**Page excerpt:**
☆ ☆ ☆ ☆ ☆
How come that Groovy++ overperform Java?
This article continues my writings on statically typed groovy. More information on motivations and goals of the project can be found in my previous articles published on DZone.
To make a long story short "statically typed Groovy" (aka Static Groovy, aka Groovy Booster, aka Groovy++) is an atempt to combine performace and compile-time checks with the expressiveness of the Groovy programming language and to develop high-performant runtime libraries utilizing this combination.
I started the project as a research/hobby, but due to huge interest in the community my company MB Technologies decided to open source it and sponsor development.
Let me start with a short update of what happened since the last post:
- Public preview of statically typed Groovy is available now at Google Code
- There is discussion group at Google Groups
- The project is not open-sourced yet but announced to be open-sourced soon
Now let's go to our main subject.
We will deal with some non-trivial benchmarks and provide several different implementions. The purpose of our exercise will be to see how the power of expressive langauge and statically typed compilations play together.
☆ ☆ ☆ ☆ ☆
**Stored data:**
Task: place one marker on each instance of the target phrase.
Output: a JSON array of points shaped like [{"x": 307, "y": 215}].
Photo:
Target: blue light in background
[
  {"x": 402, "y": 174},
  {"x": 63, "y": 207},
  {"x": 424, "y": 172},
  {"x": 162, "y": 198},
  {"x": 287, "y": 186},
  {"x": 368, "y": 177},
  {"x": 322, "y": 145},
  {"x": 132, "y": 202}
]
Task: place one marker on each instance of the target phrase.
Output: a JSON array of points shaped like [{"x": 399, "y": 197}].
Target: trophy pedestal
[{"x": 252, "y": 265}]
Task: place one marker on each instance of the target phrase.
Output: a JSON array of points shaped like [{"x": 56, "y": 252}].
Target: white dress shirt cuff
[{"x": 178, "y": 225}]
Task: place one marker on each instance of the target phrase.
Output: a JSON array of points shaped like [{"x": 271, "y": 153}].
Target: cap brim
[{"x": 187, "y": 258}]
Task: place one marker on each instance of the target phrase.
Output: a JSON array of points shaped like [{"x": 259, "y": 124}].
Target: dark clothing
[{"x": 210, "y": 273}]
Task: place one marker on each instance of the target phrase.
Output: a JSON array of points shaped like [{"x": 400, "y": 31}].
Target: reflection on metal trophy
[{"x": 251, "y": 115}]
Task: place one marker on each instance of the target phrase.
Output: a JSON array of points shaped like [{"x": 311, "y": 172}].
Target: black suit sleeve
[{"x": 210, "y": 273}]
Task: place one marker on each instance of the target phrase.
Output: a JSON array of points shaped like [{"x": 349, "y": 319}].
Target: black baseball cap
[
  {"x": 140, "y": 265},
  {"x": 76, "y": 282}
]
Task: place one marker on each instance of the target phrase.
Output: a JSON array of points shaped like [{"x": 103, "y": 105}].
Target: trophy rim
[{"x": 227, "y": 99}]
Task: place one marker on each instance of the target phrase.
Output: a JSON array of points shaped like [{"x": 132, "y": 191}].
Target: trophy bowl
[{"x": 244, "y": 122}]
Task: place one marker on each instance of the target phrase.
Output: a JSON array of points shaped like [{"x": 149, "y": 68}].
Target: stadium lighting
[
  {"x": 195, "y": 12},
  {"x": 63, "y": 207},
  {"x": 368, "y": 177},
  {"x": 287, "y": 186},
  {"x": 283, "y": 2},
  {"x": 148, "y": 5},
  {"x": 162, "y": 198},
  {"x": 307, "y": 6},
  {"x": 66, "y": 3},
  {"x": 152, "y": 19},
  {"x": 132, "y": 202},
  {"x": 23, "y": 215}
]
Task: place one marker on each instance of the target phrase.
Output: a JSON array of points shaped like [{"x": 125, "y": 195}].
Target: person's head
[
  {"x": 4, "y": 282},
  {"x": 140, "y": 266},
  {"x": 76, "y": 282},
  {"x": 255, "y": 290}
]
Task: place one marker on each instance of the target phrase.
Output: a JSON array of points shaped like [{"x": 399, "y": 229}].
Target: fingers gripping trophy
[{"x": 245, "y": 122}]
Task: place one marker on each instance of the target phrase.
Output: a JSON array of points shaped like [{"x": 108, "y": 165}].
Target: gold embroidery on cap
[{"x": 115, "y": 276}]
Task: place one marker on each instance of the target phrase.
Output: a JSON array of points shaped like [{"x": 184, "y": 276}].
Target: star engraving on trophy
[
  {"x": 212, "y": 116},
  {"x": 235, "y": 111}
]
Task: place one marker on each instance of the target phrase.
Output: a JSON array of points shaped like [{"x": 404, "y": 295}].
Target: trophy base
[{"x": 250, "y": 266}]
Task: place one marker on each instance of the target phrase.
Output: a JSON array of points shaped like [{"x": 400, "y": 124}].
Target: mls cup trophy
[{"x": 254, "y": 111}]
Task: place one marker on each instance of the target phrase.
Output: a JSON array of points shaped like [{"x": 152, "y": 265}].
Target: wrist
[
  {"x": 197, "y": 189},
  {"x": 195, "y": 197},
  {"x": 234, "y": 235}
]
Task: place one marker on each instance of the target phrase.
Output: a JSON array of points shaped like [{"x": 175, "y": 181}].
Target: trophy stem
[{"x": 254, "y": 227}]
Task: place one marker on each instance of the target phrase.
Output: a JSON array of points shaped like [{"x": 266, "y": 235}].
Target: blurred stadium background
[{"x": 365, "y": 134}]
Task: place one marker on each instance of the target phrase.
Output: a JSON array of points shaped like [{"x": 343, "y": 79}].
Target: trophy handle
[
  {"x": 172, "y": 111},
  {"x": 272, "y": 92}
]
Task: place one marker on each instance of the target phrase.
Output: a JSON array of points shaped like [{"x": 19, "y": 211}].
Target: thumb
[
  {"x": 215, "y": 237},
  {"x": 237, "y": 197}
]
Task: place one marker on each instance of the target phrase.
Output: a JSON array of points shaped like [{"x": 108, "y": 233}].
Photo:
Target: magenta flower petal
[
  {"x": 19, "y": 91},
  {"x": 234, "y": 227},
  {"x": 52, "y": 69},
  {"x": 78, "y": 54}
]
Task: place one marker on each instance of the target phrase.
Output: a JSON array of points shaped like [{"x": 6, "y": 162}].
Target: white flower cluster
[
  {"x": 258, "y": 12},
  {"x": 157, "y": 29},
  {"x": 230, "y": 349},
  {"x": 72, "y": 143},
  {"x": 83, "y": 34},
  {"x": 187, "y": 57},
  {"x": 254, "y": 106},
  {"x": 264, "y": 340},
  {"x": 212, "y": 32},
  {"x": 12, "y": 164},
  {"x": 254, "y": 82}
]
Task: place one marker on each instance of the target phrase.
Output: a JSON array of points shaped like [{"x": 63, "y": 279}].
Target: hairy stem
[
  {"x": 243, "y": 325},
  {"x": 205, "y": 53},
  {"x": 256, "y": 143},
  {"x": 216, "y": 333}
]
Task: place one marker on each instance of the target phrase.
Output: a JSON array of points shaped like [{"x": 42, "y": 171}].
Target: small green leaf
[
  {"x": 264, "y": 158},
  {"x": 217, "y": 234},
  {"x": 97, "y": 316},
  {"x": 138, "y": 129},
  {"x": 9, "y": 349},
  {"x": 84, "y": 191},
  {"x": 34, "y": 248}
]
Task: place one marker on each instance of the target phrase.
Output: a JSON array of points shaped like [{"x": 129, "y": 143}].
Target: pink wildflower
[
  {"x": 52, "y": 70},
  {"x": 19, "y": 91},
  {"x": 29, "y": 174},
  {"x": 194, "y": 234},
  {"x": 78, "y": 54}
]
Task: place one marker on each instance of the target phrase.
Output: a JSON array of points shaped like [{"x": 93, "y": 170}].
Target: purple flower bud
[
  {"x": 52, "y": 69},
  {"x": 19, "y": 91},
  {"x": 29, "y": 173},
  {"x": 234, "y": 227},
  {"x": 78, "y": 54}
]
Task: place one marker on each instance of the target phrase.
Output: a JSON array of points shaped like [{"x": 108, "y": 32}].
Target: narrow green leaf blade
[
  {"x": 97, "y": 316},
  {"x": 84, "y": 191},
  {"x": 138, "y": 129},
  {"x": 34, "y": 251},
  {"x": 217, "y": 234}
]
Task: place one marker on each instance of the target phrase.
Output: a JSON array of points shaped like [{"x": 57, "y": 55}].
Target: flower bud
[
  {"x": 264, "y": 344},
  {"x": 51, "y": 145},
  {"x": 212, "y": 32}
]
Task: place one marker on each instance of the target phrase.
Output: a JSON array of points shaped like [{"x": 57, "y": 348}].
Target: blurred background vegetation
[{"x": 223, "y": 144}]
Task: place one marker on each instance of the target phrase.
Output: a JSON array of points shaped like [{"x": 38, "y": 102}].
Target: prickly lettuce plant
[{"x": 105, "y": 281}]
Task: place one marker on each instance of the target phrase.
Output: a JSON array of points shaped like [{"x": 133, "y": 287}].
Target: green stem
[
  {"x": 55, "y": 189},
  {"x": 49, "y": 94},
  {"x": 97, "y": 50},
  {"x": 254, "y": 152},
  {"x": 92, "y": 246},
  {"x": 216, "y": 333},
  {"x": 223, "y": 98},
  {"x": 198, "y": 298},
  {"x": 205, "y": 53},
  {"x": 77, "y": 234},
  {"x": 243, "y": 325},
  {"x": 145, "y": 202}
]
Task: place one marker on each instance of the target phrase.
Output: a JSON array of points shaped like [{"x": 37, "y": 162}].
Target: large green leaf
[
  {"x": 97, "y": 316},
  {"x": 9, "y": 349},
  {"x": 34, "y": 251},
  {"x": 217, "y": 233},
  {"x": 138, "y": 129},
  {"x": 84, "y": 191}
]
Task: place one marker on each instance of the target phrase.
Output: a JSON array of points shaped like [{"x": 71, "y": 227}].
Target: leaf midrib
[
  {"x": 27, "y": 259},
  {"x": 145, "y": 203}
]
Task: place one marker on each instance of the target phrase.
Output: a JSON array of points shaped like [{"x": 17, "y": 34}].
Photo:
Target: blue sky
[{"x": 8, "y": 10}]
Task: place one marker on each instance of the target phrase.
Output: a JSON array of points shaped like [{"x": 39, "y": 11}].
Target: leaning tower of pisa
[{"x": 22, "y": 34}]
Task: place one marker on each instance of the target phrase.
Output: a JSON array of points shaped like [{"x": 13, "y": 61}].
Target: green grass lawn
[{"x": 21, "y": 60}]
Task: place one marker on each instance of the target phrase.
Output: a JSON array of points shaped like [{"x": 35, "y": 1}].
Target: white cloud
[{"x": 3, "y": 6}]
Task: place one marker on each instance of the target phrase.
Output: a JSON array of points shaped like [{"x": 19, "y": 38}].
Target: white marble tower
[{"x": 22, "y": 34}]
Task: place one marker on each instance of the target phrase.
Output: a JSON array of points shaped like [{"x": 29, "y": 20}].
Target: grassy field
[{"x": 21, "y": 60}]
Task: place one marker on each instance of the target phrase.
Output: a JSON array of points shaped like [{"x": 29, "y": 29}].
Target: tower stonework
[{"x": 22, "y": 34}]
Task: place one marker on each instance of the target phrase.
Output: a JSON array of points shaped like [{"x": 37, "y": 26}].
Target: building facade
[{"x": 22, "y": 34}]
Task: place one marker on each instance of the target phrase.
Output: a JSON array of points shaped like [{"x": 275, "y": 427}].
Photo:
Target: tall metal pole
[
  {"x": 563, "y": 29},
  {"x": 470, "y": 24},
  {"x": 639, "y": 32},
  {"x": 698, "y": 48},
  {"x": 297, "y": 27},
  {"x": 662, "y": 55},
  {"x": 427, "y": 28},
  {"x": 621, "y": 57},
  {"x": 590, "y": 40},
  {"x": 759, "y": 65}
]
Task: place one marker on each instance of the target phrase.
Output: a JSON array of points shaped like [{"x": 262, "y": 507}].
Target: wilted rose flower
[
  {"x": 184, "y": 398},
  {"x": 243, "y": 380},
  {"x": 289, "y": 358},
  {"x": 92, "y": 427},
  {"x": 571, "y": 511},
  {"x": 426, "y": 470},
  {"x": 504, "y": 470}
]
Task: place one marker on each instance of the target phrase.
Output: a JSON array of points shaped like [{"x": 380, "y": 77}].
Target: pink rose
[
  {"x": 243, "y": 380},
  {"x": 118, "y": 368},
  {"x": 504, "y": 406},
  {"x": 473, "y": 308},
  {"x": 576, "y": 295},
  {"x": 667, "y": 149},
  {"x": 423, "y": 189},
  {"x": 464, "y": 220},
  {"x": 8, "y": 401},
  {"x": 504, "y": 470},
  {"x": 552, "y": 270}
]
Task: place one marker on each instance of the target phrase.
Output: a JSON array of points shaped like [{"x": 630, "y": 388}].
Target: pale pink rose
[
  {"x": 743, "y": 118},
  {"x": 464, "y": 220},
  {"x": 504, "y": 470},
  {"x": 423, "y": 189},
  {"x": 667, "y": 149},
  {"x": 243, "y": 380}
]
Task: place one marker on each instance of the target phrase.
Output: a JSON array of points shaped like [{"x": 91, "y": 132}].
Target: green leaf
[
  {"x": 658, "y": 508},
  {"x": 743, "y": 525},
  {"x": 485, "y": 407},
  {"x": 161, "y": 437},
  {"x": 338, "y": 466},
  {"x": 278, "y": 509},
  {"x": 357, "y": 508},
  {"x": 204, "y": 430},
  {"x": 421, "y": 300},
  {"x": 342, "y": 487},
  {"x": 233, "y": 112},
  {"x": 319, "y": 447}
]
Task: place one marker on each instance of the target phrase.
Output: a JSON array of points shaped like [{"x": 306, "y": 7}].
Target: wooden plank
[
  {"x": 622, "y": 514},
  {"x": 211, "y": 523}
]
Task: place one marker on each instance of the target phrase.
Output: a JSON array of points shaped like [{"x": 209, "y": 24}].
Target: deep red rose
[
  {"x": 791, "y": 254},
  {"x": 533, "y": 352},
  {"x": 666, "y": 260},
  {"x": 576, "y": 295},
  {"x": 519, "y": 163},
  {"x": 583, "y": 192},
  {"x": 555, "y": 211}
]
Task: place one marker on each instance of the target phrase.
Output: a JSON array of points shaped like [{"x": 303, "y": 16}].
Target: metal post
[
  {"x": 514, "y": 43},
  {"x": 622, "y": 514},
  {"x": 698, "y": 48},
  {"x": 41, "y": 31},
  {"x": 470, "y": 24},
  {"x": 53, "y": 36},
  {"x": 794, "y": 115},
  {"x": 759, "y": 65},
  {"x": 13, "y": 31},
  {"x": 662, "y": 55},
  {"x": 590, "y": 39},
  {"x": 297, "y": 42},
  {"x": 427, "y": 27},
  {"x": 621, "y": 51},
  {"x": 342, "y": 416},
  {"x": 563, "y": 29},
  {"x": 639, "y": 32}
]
☆ ☆ ☆ ☆ ☆
Continue the Groovy++ performance article from its last sentence.

The benchmark under investigation is counting word frequency of over 20000 text files of 4-20K each. The benchmark was initiated in blog posts of Zach Cox and continued by Lau B. Jensen.
All code below is available now at Google Code.
Let us start with a pure Groovy solution. I want to use the opportunity and express my gratitude to Paul King, who brought this story to Groovy++ discussion group, provided pure Groovy implementation below and helped a lot with benchmarking.
package org.mbte.groovypp.examples.wordcount
for (i in 0..<10) {
t1 = System.currentTimeMillis()
counts = [:]
new File("./20_newsgroups").eachFileRecurse{ f ->
if (!f.isDirectory() && !f.path.contains(".svn")) {
f.text.toLowerCase().eachMatch(/\w+/) { w ->
def c = counts[w] ?: 0
counts[w] = c + 1 } } }
new File("counts-descreasing-groovy").withWriter { out ->
counts.sort { a, b -> b.value <=> a.value }.each { k, v -> out << "$k\t$v\n" } }
new File("counts-alphabetical-groovy").withWriter { out ->
counts.sort { it.key }.each { k, v -> out << "$k\t$v\n" } }
println "Finished in ${System.currentTimeMillis() - t1} millis"
}
First of all, I think it's nice. Short and clear. Secondly, it does the job, which is always important.
The only problem is it is a little bit slow. On average it takes 51.1sec to process files. Here I should probably say that all benchmarks run on 2 core Mac Book Pro with "-Xmx512m -server". To calculate the average, I take 10 measurements done by the script, drop off highest and lowest number and average the rest.
Let us now see statically typed solution:
@Typed package org.mbte.groovypp.examples.wordcount
for (i in 0..<10) {
def t1 = System.currentTimeMillis()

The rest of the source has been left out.